══ RECORD EXCERPTS

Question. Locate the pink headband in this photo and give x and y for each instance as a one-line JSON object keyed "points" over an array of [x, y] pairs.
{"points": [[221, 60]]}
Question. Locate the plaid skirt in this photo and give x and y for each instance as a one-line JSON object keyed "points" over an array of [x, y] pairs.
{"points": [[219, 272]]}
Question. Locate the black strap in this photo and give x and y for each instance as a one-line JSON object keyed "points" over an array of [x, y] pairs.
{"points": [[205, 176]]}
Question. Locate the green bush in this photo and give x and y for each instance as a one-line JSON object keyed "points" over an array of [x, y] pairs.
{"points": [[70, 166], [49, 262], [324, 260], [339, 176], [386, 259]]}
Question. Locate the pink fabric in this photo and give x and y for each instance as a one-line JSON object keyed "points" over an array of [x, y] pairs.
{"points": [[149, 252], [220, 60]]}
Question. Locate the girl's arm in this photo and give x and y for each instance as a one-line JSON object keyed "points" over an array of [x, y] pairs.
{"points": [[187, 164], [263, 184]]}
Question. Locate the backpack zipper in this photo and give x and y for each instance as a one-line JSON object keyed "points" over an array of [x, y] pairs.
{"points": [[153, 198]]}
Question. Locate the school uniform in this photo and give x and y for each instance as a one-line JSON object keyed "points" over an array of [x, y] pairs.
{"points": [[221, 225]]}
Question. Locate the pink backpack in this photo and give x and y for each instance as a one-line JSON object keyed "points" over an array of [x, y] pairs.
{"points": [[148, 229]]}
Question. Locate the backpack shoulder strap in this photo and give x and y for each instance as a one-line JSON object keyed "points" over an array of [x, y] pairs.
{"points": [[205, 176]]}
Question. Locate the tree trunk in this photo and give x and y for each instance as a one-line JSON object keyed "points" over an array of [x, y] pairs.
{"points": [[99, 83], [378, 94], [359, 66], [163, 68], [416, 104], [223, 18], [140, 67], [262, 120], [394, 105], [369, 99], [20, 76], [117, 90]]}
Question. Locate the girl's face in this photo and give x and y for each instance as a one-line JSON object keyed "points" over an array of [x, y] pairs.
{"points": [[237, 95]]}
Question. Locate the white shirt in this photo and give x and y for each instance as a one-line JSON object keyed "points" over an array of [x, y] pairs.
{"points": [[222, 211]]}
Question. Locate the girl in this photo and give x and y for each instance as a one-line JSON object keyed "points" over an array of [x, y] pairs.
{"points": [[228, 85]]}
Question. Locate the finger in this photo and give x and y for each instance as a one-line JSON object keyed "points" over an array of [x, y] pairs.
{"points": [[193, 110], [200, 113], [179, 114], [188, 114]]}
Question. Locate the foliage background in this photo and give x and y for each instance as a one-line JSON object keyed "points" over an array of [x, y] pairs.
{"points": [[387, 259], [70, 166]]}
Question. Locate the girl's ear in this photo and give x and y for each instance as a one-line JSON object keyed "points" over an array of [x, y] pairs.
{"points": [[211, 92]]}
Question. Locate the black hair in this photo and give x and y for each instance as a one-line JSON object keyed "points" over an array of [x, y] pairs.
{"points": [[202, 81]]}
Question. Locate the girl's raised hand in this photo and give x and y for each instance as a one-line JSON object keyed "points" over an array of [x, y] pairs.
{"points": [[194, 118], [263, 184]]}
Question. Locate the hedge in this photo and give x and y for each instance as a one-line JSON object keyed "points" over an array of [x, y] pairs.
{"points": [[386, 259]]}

════

Reproduce every line from the one containing "Question. Locate the girl's ear" through the end of the records, requests included, and shift each point coordinate in the answers up by 75.

Question. Locate the girl's ear in this photo and give x and y for each instance as a one-line JSON object keyed "points" over an array of [x, y] pairs.
{"points": [[286, 167]]}
Question. Locate the black hair in this photo and give x and y for each instance as a one-line JSON object keyed "points" over an array of [x, y] pairs.
{"points": [[277, 156]]}
Question. Locate the girl's raised hand in this photo and give x and y for each instance as a one-line JSON object keyed "points" over an array of [x, y] pairs.
{"points": [[269, 193], [338, 259]]}
Question. Locate the hedge in this photo and give x and y for each instance as a one-line JSON object keyed "points" over an array of [x, y] pairs.
{"points": [[461, 334]]}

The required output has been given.